START Dataset
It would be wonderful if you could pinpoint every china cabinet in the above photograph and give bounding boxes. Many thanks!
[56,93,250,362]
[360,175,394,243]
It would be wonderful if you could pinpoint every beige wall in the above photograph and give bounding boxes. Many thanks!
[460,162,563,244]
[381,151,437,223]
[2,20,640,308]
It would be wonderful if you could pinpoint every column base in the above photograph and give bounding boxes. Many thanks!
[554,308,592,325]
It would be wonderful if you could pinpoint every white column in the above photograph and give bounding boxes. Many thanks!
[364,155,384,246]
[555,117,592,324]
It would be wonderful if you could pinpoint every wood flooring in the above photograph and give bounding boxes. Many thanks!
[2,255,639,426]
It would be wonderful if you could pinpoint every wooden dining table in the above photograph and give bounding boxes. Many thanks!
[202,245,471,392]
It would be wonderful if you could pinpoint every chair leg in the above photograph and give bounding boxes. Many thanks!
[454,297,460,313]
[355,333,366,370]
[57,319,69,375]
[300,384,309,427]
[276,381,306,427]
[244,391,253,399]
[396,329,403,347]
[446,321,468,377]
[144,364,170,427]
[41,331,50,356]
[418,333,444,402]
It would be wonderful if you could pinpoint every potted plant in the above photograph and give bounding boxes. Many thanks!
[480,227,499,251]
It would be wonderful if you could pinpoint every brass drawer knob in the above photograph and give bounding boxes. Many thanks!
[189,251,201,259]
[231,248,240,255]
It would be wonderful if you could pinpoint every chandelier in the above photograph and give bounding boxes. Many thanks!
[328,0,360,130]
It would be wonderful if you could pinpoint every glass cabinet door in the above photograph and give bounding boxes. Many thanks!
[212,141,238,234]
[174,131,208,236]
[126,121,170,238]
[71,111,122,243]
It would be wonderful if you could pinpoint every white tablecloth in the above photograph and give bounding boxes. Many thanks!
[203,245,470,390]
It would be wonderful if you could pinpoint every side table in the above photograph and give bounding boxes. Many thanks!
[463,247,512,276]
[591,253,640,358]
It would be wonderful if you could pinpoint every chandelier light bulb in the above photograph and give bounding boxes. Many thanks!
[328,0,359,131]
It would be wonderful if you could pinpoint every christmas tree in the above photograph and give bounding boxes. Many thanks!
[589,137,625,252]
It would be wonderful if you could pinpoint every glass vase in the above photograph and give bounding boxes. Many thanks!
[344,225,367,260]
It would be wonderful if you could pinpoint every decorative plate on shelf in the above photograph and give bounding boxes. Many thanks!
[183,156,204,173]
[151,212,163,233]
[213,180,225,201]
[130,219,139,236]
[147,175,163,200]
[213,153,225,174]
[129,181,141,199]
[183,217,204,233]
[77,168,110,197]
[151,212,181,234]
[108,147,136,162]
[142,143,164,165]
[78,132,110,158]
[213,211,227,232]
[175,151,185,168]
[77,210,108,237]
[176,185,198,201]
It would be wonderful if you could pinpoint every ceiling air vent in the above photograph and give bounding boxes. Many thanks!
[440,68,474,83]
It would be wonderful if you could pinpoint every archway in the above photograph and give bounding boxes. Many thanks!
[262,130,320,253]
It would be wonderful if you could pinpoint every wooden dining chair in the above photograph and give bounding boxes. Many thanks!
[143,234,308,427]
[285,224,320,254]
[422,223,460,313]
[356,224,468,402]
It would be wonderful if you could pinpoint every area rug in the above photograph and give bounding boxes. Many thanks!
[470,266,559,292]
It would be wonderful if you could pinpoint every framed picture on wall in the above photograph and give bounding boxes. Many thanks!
END Dataset
Work order:
Please output the records once more, exactly as they were written.

Exercise solution:
It would be wonderful if you could pinpoint every china cabinet in the above photograph and give bounding boxes. Many thanks!
[56,93,250,362]
[360,175,394,243]
It would be wonderful if you could pinpoint every beige wall in the above photograph and give bounding boxes. Many thanks!
[460,162,563,244]
[381,151,437,223]
[2,20,640,308]
It would be wonderful if you could pinpoint every column base in the above photograph and give bounding boxes. Many thanks!
[554,308,592,325]
It would be wonderful if you could pinpoint every white column in the above photograph and give bounding boxes. Many thanks!
[364,155,384,246]
[555,117,592,324]
It would be wonderful if you could pinpoint every wood flooring in the above photograph and give bounding boxes. Many thanks!
[2,255,639,426]
It would be wonderful if you could pinpoint every wooden dining table in the above photograph and give bounding boxes. Many thanks!
[202,245,471,392]
It would be wonderful if you could pinpoint every chair leg in the above photograph and give bounding boxes. Many thanks!
[454,297,460,313]
[355,333,366,370]
[57,319,69,375]
[300,384,309,427]
[276,381,306,427]
[244,391,253,399]
[396,329,403,347]
[446,321,468,377]
[144,364,170,427]
[41,331,50,356]
[418,333,444,402]
It would be wonderful if you could pinpoint every potted plant in the above photograph and give bounding boxes. Many thanks!
[480,227,499,251]
It would be wonderful if you could pinpoint every brass drawer knob in the above photograph and give bounding boxes. Many thanks!
[189,251,201,259]
[231,248,240,255]
It would be wonderful if you could pinpoint every chandelier in the above photograph and give bounding boxes. Many thanks!
[328,0,360,130]
It would be wonderful if you could pinpoint every glass cabinet door in the above photograph and give bounding boxes. Many thanks!
[212,141,238,234]
[174,131,208,236]
[126,121,170,238]
[71,111,122,243]
It would be wonderful if you could pinpoint every white tablecloth in the above photograph and give bounding boxes. Many thanks!
[203,245,470,390]
It would be wonderful if you could pinpoint every side table in the above photograph and give bounding boxes. Many thanks!
[463,247,512,276]
[591,253,640,358]
It would be wonderful if you could pinpoint every chandelier light bulb in the above photograph and give bounding boxes. Many thanks!
[328,0,359,131]
It would be wonderful if you could pinpoint every christmas tree in the above photograph and give bounding boxes. Many thanks!
[589,137,625,252]
It would be wonderful if you could pinpoint every glass vase in the above photograph and give bounding boxes. Many thanks!
[344,225,367,260]
It would be wonderful if you could pinpoint every decorative plate on shelf in the above photograph and give bounding boxes. Many thanks!
[183,156,204,173]
[151,212,163,233]
[213,180,225,201]
[130,219,139,236]
[147,175,163,200]
[213,153,225,174]
[129,181,141,199]
[183,217,204,233]
[77,168,110,197]
[151,212,181,234]
[108,147,136,162]
[142,143,164,165]
[78,132,110,158]
[213,211,227,232]
[175,151,185,168]
[77,210,108,237]
[176,185,198,201]
It would be wonderful if you could pinpoint every ceiling air vent in the above photograph and give bounding boxes. Many thanks!
[440,68,474,83]
It would be wonderful if you could pinpoint every archway in the above photograph and give bounding boxes. Many thanks!
[262,130,320,253]
It would be wonderful if you could pinpoint every wooden dining chair in the above photograph and give bounding boxes. Many thanks!
[143,234,308,427]
[285,224,320,254]
[422,223,460,313]
[356,224,468,402]
It would be wonderful if you could pinpoint every area rug in the above photograph and give bounding boxes. Many thanks!
[470,266,559,292]
It would be wonderful if you could pinpoint every framed picture on wall in the above photograph and give bounding boxes. Many thanks!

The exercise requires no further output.